**Input rows**
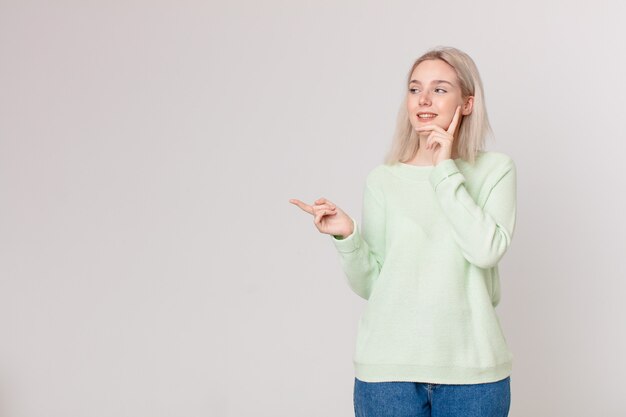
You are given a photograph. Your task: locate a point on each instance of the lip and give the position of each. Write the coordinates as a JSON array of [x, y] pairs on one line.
[[426, 120]]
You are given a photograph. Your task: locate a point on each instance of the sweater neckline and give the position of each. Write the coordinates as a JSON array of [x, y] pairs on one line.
[[415, 172]]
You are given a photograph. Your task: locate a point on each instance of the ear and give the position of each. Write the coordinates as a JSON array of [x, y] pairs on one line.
[[467, 106]]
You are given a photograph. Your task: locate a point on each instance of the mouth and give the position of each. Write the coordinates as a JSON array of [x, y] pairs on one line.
[[426, 116]]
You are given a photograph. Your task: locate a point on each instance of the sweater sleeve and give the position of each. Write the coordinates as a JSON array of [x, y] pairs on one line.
[[362, 252], [482, 233]]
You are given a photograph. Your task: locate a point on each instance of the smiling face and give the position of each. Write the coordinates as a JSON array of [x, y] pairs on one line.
[[434, 94]]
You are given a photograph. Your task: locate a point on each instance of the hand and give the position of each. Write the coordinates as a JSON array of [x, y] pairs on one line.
[[327, 217], [441, 140]]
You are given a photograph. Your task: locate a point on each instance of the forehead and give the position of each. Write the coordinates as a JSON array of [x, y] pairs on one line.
[[433, 69]]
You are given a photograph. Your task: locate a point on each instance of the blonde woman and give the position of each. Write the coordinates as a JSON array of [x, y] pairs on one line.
[[437, 216]]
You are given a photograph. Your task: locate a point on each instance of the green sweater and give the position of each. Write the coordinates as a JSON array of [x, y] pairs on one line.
[[426, 260]]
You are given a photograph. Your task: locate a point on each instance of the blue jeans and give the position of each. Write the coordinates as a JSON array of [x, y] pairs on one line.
[[417, 399]]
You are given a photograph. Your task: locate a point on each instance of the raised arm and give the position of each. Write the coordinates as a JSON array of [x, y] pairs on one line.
[[483, 233], [362, 253]]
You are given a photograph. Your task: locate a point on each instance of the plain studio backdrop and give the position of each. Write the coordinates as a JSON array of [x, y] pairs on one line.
[[151, 264]]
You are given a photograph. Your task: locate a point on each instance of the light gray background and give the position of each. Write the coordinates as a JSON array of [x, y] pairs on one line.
[[150, 263]]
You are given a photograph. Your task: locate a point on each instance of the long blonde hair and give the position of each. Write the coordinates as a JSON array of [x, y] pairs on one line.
[[474, 127]]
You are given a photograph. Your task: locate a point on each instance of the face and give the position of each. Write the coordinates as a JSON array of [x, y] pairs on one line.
[[434, 94]]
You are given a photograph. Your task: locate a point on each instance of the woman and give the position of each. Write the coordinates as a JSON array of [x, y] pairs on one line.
[[437, 217]]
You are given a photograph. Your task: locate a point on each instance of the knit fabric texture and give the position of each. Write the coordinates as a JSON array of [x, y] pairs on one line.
[[426, 260]]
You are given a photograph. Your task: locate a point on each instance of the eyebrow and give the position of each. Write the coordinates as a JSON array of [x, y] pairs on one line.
[[434, 81]]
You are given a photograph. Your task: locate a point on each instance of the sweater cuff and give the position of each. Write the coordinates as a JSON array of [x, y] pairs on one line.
[[351, 242], [443, 170]]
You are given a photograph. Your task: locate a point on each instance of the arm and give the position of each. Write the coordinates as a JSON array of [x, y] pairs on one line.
[[362, 255], [482, 233]]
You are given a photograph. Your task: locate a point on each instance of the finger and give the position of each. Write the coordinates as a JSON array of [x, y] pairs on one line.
[[455, 121], [323, 200], [432, 128], [318, 217], [302, 205]]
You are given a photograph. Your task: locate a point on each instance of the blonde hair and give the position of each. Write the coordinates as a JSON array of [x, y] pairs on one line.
[[473, 128]]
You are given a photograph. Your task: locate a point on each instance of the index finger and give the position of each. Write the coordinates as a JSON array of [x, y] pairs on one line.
[[455, 121], [302, 205]]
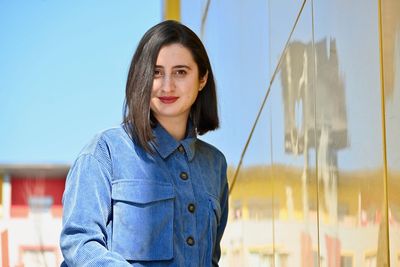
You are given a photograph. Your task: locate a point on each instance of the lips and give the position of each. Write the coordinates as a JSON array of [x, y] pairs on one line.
[[168, 99]]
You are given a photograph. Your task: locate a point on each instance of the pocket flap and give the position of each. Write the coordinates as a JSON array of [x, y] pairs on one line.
[[141, 191]]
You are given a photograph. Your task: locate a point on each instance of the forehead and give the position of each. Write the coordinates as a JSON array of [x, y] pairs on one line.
[[173, 54]]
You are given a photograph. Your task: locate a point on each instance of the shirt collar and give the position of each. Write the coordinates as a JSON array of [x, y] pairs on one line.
[[165, 144]]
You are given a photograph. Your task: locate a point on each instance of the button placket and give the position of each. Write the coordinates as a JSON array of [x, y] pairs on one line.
[[191, 208], [190, 241]]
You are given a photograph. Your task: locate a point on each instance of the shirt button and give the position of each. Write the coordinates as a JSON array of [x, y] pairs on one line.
[[190, 241], [184, 176], [191, 208]]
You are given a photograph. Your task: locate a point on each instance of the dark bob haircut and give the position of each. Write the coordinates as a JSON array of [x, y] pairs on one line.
[[138, 119]]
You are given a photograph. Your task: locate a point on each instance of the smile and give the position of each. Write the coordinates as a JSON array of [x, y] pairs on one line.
[[168, 99]]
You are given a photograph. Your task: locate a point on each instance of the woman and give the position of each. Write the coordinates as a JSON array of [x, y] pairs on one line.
[[149, 193]]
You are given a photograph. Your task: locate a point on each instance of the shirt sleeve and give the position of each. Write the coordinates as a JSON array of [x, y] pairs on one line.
[[86, 213], [223, 221]]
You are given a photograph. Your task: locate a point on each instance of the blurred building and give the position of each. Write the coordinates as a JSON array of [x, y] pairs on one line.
[[31, 211]]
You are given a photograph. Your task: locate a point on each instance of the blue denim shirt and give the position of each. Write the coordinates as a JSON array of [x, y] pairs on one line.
[[126, 207]]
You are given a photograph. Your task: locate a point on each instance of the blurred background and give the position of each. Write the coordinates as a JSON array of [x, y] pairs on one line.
[[309, 98]]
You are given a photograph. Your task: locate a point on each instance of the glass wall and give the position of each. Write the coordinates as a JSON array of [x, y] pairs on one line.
[[314, 147]]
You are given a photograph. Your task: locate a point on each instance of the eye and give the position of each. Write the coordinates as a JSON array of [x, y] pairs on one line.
[[157, 73], [180, 73]]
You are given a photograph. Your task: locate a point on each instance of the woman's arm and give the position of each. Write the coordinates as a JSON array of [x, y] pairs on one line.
[[87, 209]]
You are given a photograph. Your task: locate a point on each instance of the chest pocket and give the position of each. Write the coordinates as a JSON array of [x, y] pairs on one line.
[[143, 215]]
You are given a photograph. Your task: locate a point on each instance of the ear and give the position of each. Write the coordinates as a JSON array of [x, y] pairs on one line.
[[203, 81]]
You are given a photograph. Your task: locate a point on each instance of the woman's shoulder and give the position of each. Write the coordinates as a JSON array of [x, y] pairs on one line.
[[104, 141], [208, 148]]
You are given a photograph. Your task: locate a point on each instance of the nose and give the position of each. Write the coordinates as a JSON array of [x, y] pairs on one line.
[[168, 84]]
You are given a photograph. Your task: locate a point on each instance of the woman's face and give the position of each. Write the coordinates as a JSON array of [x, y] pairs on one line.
[[176, 84]]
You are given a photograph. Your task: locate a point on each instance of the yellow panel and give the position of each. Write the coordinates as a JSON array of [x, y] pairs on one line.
[[350, 147], [172, 10]]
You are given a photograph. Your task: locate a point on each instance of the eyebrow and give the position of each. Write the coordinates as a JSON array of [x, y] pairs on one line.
[[175, 67]]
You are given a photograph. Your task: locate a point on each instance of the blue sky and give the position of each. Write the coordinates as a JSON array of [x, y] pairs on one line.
[[63, 69]]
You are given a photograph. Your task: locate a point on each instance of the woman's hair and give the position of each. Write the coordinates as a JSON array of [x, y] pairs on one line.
[[138, 119]]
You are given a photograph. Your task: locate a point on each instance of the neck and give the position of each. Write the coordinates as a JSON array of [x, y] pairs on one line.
[[176, 128]]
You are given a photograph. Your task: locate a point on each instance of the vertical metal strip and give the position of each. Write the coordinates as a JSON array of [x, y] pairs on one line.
[[383, 112], [315, 125]]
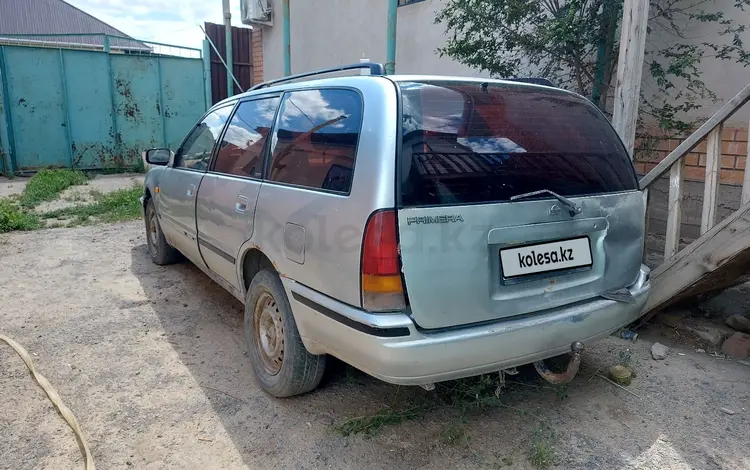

**Work instructions**
Copy only the lines of the records that begin at the line containing "of the nose" and stop after the line containing "[[168, 84]]", substituting "image" for "photograph" and leaving everything else unchanged.

**The completed task**
You are given a image. Your task: locate a point on each instance of the nose and give the position of each. Write the coordinates as a JSON array of [x, y] pairs on one line.
[[168, 84]]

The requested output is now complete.